> _Source extract_
═══

However, the European Myeloma Network that was sponsoring the trial didn’t have the ability to sponsor it in Australia.

“We took a proposal to the ALLG to run the trial, with some funding and supply of the drug from Janssen (the manufacturer of bortezomib), and a $105,000 Grant-in-Aid from the Leukaemia Foundation,” said A/Prof. Mollee.

“This trial – ALLG MM13 – wouldn’t have happened in Australia without the Leukaemia Foundation grant!” he said.

“It was a substantial grant and it enabled us to have enough money to bring the trial to Australia.”

“When this trial was designed, pharmaceutical companies were reluctant to run a study in this disease.

“This is one of the advantages of investigator-initiated trials. Researchers can try to answer important questions in rare diseases.

“This trial broke new ground in AL amyloidosis.”

Delaine Smith, CEO of the ALLG
Delaine Smith, CEO of the ALLG: “The outstanding results from the ALLG MM13 trial will help deliver better lives and better treatments for patients with AL amyloidosis here and around the world.”

“Since this trial, a number of pharmaceutical companies have sponsored studies because they have seen that you can do trials in this patient group, the international amyloid community could work together, and there was a good chance that their drugs could get to market.

═══

> _Exercise aim_
According to the passage about the ALLG MM13 trial, how much was the Grant-in-Aid from the Leukaemia Foundation? Please rely only on the passage about the ALLG MM13 trial.

> _Dataset excerpts_
═══

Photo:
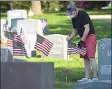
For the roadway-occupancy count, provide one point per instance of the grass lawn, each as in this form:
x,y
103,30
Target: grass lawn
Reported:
x,y
58,23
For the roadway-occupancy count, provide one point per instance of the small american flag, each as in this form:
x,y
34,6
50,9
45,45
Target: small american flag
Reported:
x,y
10,43
43,45
73,49
18,46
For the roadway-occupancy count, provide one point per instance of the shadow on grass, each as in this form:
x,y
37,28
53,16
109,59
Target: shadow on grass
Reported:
x,y
72,74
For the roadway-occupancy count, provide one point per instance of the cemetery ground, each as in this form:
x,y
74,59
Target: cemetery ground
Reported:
x,y
68,72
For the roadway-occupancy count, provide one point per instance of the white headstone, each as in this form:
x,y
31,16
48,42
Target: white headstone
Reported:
x,y
15,14
6,54
59,49
2,23
30,28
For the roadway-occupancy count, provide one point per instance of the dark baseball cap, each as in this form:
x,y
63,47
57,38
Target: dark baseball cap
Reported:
x,y
70,8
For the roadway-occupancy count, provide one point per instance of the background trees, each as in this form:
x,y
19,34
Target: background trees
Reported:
x,y
41,6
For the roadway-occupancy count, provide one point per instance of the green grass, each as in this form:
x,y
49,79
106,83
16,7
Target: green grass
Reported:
x,y
100,12
58,23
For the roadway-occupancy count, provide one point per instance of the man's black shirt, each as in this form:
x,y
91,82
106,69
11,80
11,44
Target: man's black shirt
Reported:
x,y
81,20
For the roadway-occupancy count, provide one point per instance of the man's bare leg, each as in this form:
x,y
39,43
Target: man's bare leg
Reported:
x,y
87,67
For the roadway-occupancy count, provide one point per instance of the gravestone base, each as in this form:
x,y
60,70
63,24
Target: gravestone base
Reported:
x,y
6,54
27,75
93,85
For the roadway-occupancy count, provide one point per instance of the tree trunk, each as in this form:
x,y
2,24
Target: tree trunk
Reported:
x,y
36,7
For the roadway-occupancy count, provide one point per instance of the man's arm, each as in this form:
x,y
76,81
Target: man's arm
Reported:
x,y
73,34
86,31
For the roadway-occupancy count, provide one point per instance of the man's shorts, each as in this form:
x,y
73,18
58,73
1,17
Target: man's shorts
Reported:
x,y
90,44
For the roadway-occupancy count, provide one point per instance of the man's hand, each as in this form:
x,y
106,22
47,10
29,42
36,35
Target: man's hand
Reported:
x,y
80,43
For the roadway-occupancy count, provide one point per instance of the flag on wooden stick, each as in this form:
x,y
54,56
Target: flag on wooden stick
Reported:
x,y
73,49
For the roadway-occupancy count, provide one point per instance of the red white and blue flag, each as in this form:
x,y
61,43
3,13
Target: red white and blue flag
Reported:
x,y
73,49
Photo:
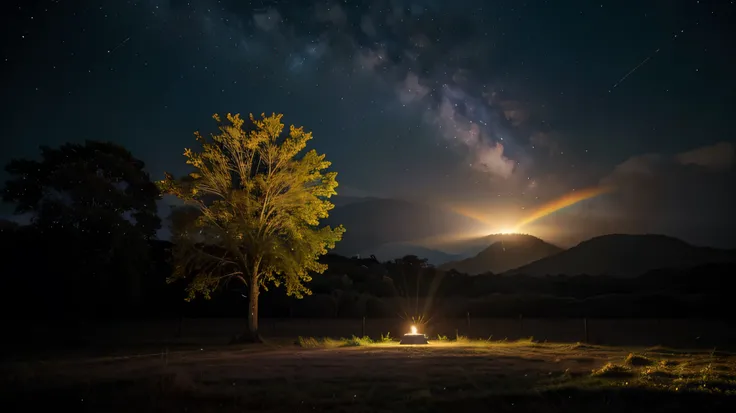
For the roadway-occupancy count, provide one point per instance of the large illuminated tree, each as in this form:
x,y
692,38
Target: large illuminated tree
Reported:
x,y
254,203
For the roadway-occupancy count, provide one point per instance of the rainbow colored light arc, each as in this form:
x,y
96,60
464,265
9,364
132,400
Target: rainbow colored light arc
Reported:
x,y
563,202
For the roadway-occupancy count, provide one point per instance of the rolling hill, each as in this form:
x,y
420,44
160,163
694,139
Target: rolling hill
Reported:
x,y
626,256
389,252
505,253
375,222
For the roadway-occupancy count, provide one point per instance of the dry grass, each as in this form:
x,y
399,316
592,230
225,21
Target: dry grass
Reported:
x,y
360,374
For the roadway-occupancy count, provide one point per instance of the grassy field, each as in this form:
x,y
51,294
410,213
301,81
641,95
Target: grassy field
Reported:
x,y
363,375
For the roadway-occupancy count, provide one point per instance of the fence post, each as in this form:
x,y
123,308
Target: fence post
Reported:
x,y
521,325
180,327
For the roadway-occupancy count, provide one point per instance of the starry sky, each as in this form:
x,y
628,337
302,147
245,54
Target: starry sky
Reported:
x,y
488,108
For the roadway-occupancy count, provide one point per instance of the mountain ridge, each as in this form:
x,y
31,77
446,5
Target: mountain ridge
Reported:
x,y
625,255
506,252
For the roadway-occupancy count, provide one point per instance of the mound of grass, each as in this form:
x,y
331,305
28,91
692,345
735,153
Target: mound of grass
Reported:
x,y
613,371
669,363
308,342
637,360
354,341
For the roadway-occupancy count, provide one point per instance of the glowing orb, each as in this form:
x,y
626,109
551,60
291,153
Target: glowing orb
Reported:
x,y
413,337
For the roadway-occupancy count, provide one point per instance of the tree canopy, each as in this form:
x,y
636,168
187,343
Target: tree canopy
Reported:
x,y
93,207
253,206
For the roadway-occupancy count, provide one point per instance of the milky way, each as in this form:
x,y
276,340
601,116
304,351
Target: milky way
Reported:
x,y
495,108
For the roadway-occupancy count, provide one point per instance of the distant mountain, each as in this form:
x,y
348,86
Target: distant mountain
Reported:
x,y
389,252
505,253
375,222
626,255
467,248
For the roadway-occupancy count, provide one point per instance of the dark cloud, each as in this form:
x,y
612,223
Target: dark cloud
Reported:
x,y
657,193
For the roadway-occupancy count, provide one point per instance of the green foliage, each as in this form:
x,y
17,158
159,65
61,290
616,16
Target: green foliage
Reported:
x,y
93,209
253,206
354,341
637,360
611,370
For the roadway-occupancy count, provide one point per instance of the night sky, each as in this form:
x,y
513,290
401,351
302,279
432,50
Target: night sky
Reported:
x,y
489,108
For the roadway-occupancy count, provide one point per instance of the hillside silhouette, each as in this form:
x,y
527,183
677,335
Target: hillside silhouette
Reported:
x,y
627,256
376,221
506,252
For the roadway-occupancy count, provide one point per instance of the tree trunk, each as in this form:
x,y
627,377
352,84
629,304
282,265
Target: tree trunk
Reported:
x,y
253,308
251,335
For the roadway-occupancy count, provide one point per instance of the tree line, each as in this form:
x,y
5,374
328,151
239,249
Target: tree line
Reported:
x,y
248,232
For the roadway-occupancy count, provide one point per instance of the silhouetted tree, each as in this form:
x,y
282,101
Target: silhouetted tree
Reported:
x,y
253,211
94,209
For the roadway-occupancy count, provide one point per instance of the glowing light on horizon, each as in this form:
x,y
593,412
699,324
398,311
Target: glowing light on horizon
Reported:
x,y
563,202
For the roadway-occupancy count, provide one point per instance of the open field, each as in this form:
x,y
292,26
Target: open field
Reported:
x,y
156,335
362,375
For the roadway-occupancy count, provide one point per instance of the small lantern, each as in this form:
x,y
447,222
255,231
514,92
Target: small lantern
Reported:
x,y
414,337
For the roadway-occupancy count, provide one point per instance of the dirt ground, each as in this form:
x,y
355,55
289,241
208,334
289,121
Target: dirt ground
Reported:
x,y
380,377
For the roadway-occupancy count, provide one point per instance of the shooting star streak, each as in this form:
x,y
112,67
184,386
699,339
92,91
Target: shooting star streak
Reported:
x,y
119,45
642,63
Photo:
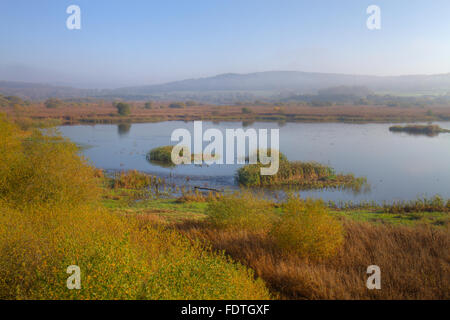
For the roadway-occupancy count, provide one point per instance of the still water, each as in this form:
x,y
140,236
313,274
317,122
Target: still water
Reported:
x,y
397,166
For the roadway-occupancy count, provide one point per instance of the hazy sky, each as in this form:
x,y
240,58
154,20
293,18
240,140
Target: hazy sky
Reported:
x,y
138,42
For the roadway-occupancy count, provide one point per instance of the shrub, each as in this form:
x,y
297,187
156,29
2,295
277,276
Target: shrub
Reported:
x,y
241,212
304,175
49,220
307,229
161,154
47,170
123,109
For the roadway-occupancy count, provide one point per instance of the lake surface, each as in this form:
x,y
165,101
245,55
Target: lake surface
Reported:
x,y
398,166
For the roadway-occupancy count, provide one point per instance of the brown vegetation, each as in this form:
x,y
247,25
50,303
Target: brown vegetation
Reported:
x,y
104,112
414,262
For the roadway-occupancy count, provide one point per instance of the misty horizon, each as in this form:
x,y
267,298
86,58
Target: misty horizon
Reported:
x,y
149,43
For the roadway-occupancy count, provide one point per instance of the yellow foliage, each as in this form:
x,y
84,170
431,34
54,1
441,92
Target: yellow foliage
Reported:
x,y
307,229
244,211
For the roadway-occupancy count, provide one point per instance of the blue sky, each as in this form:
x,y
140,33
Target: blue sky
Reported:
x,y
139,42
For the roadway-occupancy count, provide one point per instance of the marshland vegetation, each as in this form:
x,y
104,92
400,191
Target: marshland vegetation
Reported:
x,y
303,175
429,130
136,237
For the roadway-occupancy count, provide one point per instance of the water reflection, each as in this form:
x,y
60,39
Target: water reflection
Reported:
x,y
398,167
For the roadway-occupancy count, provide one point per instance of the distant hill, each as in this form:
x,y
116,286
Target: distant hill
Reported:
x,y
301,82
234,87
39,91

═══

> _Exercise solution_
$105,000